**EXERCISE OBJECTIVE:**
Can you repeat every line of the data below word for word?

Point annotation data
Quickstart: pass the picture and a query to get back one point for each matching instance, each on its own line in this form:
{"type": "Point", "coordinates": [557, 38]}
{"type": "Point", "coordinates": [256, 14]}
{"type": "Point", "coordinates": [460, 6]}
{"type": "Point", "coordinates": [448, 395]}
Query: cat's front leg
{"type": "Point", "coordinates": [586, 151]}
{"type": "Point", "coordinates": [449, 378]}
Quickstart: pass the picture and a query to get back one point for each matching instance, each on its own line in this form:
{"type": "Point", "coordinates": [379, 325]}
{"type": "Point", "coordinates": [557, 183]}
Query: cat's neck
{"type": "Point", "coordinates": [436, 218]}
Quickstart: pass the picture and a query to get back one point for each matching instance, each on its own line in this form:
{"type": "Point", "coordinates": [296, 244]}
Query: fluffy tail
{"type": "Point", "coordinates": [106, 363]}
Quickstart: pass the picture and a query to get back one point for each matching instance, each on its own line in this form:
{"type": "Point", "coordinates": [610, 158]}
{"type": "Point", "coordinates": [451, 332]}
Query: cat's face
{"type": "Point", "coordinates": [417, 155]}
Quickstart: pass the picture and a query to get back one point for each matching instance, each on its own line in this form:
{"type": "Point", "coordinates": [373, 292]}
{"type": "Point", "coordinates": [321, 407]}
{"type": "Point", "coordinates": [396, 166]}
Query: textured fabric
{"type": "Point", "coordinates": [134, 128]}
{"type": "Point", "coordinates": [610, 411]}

**OUTPUT:**
Quickstart: pass the picture and a query to get back one point for each matching instance, each on its own line in this form:
{"type": "Point", "coordinates": [557, 38]}
{"type": "Point", "coordinates": [256, 14]}
{"type": "Point", "coordinates": [460, 6]}
{"type": "Point", "coordinates": [448, 395]}
Query: cat's front leg
{"type": "Point", "coordinates": [586, 151]}
{"type": "Point", "coordinates": [449, 378]}
Quickstart: pass the picture and a query to get back one point for each matching instance, each on its own line in this form:
{"type": "Point", "coordinates": [379, 325]}
{"type": "Point", "coordinates": [557, 183]}
Query: cat's neck
{"type": "Point", "coordinates": [436, 218]}
Quickstart: pass the picture and a query to get back one point for each matching instance, each on its own line in this form:
{"type": "Point", "coordinates": [296, 244]}
Query: fluffy tail
{"type": "Point", "coordinates": [106, 363]}
Quickstart: pass the picture and a query to get back one point for each matching instance, each on its own line in this form:
{"type": "Point", "coordinates": [610, 158]}
{"type": "Point", "coordinates": [451, 332]}
Query: cat's face
{"type": "Point", "coordinates": [417, 155]}
Quickstart: pass the picture and a query to get back one point for each matching instance, each on its own line in this form:
{"type": "Point", "coordinates": [373, 292]}
{"type": "Point", "coordinates": [321, 407]}
{"type": "Point", "coordinates": [396, 166]}
Query: textured fabric
{"type": "Point", "coordinates": [134, 128]}
{"type": "Point", "coordinates": [610, 411]}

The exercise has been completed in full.